Set tasks
#1 In the MonadPlus thread, which function from Control.Monad is given as an example?
#2 Which lines in the rows contain the word "metal"? Copy each of them.

Document

I'm trying to understand the motivation behind the MonadPlus. Why is it necessary if there are already the typeclasses Monad and Monoid?

Granted, instances of Monoid are concrete types, whereas instances of Monad require a single type parameter. (See Monoid vs MonadPlus for a helpful explanation.) But couldn't you rewrite any type constraint of

(MonadPlus m) => ...

as a combination of Monad and Monoid?

(Monad m, Monoid (m a)) => ...

Take the guard function from Control.Monad, for example. Its implementation is:

guard :: (MonadPlus m) => Bool -> m ()
guard True = return ()
guard False = mzero

I was able to implement it using only Monad and Monoid:

guard' :: (Monad m, Monoid (m ())) => Bool -> m ()
guard' True = return ()
guard' False = mempty

Could someone please clarify the real difference between MonadPlus and Monad + Monoid?

But couldn't you rewrite any type constraint of

(MonadPlus m) => ...

as a combination of Monad and Monoid?

No. In the top answer to the question you link, there is already a good explanation about the laws of MonadPlus vs. Monoid. But there are differences even if we ignore the typeclass laws.

Input data
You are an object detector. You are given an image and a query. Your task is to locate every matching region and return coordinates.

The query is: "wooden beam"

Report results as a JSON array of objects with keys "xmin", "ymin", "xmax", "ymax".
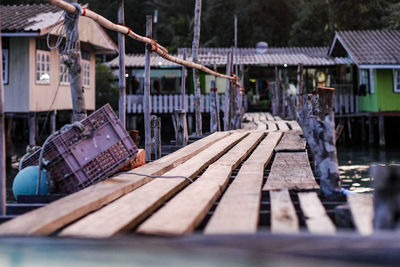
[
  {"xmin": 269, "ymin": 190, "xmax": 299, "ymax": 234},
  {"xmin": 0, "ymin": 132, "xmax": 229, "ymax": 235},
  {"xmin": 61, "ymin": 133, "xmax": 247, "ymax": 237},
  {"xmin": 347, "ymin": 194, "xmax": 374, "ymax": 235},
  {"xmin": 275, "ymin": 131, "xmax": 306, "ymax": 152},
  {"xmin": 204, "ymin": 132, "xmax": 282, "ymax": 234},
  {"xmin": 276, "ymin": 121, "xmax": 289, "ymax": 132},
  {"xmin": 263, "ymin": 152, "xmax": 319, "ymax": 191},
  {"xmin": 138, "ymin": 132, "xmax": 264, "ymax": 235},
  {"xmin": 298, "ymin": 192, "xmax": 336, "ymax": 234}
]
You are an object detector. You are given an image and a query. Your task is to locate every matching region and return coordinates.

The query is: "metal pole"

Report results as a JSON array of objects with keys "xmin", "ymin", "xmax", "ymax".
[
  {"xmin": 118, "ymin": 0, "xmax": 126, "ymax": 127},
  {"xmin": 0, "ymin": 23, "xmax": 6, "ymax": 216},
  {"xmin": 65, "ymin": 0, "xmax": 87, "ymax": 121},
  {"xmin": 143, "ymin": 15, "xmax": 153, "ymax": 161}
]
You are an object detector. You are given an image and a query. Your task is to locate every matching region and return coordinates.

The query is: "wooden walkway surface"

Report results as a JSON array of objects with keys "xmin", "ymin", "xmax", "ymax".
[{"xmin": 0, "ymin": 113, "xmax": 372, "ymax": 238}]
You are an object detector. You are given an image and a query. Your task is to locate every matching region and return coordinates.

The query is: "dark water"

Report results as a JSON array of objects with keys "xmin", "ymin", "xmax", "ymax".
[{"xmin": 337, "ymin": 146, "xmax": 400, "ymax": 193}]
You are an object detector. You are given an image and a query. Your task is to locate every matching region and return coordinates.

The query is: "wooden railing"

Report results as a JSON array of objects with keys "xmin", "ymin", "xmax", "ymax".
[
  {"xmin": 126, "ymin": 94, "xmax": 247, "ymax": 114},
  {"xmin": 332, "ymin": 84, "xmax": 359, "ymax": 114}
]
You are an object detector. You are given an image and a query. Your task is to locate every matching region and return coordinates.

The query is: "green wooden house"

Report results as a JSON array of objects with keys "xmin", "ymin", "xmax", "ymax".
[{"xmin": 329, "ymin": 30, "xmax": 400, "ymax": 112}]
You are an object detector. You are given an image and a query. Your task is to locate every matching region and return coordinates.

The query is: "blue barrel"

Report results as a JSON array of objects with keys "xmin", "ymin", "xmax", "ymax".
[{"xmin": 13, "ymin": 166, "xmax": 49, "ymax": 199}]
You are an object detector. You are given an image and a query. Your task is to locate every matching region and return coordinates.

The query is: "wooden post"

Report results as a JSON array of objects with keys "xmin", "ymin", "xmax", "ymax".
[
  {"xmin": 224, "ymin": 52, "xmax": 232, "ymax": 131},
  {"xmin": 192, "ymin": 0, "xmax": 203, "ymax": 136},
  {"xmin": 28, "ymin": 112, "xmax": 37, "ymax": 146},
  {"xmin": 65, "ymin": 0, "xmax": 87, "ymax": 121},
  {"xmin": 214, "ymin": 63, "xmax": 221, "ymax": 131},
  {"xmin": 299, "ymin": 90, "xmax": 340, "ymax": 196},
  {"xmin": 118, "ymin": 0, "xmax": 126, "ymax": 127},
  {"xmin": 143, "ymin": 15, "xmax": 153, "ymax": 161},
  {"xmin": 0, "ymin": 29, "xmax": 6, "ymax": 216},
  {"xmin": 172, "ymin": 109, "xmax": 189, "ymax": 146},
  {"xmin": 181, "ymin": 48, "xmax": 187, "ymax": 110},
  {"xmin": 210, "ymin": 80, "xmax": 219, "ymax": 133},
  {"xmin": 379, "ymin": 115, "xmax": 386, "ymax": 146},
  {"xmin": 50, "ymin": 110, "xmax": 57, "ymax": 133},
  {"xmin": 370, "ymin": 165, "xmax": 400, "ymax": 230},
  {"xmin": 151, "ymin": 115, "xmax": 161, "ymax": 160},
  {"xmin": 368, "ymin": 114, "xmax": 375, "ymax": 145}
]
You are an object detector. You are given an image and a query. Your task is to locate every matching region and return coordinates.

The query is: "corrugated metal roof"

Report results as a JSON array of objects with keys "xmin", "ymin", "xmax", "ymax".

Response list
#1 The guard function.

#2
The query is: "metal pole"
The query is: "corrugated metal roof"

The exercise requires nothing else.